> Tâches à réaliser:
1. D'après le texte sur la sobriété numérique, à quel pourcentage du PIB mondial le rapport du GIEC situe-t-il les besoins d'investissements dans le système énergétique ?
2. Poursuivez le texte sur la sobriété numérique après sa dernière phrase.

> Texte présenté:
********
N’est-il pas venu le temps d’imposer à l’industrie de nouvelles règles ? Ne vivons-nous pas un moment charnière historique pour accélérer la sortie du pétrole ? Ne sommes-nous pas au terme d’un cycle, celui qui impose l’arrêt du capitalisme à outrance dans notre monde globalisé et rendu vulnérable ? L’idée du libre-échange ne s’est-elle pas dégradée au point d’être exacerbée par un profit aveugle et anonyme ? Quand l’humanité cessera-t-elle de vivre à crédit sur le compte des générations futures ?

Parmi les puissants, les GAFAM (Google, Apple, Facebook, Amazon et Microsoft) ressortent d’ores et déjà comme les grands gagnants de la crise actuelle. En quelques semaines, ces hydres se sont rendues incontournables dans chaque aspect de nos vies confinées : le travail et l’enseignement à distance, la communication avec nos proches, l’accès à l’information et au divertissement, les achats en ligne, la livraison et même les téléconsultations médicales.

Et pourtant, comme une fuite en avant, quelle incroyable source de pollutions induites !

Afin d’enrayer cette périlleuse machine à polluer, nous devrions adopter individuellement et collectivement une forme de sobriété numérique, en faisant le tri parmi les innovations qui nous sont chaque jour proposées, en apprenant à réparer et à recycler les matériels qui peuvent l’être plutôt que de les jeter, et en mettant toutes les technologies nouvelles au service de l’environnement plutôt que l’inverse.

Un récent rapport du GIEC (Le Groupe d’experts Intergouvernemental sur l’Évolution du Climat) souligne de son côté que les besoins d’investissements dans le système énergétique se situent à 2,5 % du PIB mondial jusqu’au moins 2035 afin de rester dans la cible des 1,5 Degré Celsius de réchauffement.
********
> Lignes fournies:
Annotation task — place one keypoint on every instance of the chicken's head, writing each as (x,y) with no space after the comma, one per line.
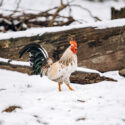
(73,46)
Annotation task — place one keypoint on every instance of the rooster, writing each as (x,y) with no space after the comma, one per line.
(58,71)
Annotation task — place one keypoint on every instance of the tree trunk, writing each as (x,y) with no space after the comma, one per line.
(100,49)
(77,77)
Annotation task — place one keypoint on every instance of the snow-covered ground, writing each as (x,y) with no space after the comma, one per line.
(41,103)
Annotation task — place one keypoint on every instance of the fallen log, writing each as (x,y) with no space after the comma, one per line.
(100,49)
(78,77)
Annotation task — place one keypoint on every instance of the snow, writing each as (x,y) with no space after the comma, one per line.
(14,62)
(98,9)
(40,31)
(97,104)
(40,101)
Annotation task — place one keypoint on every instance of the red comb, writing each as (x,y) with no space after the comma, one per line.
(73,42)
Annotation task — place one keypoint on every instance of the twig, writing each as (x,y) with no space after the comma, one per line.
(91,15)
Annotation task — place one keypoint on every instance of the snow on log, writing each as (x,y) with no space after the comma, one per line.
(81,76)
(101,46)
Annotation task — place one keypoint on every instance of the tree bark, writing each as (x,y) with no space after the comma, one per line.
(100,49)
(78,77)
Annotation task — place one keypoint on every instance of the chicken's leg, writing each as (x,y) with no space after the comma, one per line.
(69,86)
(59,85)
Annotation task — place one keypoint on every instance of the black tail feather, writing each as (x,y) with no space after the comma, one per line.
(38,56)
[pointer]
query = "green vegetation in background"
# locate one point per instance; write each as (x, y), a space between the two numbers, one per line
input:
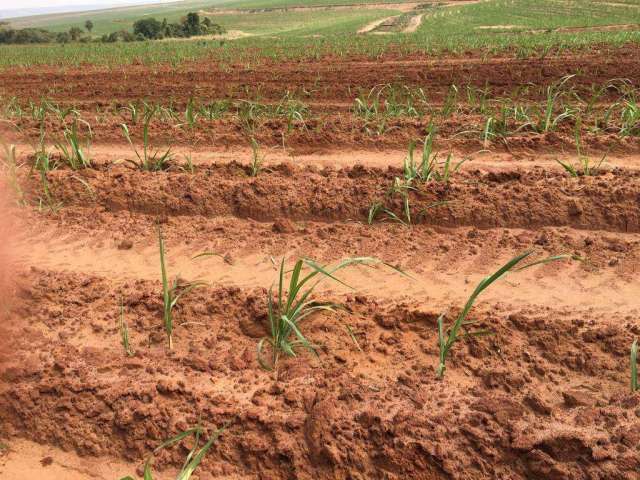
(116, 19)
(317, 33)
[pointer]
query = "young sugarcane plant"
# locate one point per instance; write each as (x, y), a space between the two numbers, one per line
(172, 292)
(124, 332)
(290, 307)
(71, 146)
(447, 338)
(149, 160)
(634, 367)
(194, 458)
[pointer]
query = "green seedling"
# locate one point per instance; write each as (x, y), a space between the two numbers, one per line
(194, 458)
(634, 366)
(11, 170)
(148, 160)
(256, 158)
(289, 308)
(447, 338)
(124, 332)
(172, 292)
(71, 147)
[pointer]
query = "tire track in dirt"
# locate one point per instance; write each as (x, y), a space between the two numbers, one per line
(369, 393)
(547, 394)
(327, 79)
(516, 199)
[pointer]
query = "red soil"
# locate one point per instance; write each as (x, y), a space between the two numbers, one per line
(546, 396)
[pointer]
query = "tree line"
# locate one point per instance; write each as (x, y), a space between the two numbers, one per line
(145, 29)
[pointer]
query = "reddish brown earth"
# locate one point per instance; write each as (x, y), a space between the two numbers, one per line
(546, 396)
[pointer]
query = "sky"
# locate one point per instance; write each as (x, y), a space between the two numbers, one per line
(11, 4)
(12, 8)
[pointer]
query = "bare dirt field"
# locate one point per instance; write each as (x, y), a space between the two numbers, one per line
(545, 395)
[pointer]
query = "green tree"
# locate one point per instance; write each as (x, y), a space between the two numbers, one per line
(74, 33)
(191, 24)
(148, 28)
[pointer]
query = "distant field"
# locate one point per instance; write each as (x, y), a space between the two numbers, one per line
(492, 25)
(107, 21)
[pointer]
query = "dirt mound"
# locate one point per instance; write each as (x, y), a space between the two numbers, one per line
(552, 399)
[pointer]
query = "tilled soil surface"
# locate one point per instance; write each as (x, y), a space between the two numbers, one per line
********
> Résultats attendus:
1. À 2,5 % du PIB mondial, jusqu'au moins 2035.

2.
Avant la crise du COVID, le récent « Pacte vert » de l’Union européenne visait à investir 1,5 % du PIB d’ici à 2030, quand le « Green New Deal » nord-américain se chiffrait aux environs de 2 % du PIB.

Avec de tels montants combinés aux plans massifs à venir pour compenser les effets du COVID sur l’économie, et sans sous-estimer les besoins économiques et sanitaires urgents, on regrettera longtemps le fait de ne pas saisir une telle occasion en conditionnant une partie de ces dépenses aux investissements nécessaires à une transition socio-écologique menant à un nouveau modèle de développement.

Les vraies solutions pour respecter nos engagements climatiques sont à portée de main : à condition d’investir massivement dans les transports publics, la rénovation des logements, l’optimisation de systèmes de chauffage, l’efficacité énergétique, la sobriété dans les modes de consommation, et les énergies renouvelables.

Dans ce contexte, nous redécouvrons l’importance de l’État. Il est néanmoins frappant de constater que le financement de la transition socio-écologique soit à ce point ignoré dans ces programmes d’urgence, alors même que la crise écologique constitue l’enjeu principal de politique mondiale de ce siècle. Pourtant, comme toute crise, la crise sanitaire et économique actuelle pourrait même être utile si elle offrait les moyens de répondre à la crise socio-écologique à une échelle et une rapidité inégalée.

Militants associatifs et acteurs de l’Économie Sociale et Solidaire, nous sommes convaincus que tous ces investissements sont porteurs de bénéfices pour l’économie et la société : moins de précarité énergétique, moins de dépenses pour les ménages, moins de pollution de l’air et de problèmes sanitaires, moins de déchets, moins d’extraction de matières premières, plus d’emplois et de bénéfices non-délocalisables.

Des plans de relances de milliers de milliards d’euros sont en préparation dans le monde et en France : investissons pour poser les bases d’un système énergétique plus soutenable et démocratique, et assurons-nous qu’il ne viendra pas soutenir les industries les plus polluantes.

Il est impératif de veiller à ce que nos décideurs ne profitent pas du plan de relance après cette crise du coronavirus pour renflouer l’ancien système et sauver les énergies du passé. Les piliers de l’économie du jour d’après doivent être climatiques, écologiques et sociaux.

Nous en sommes convaincus, le soutien de l’État doit avoir pour seuls objectifs le maintien de l’emploi et la transition écologique.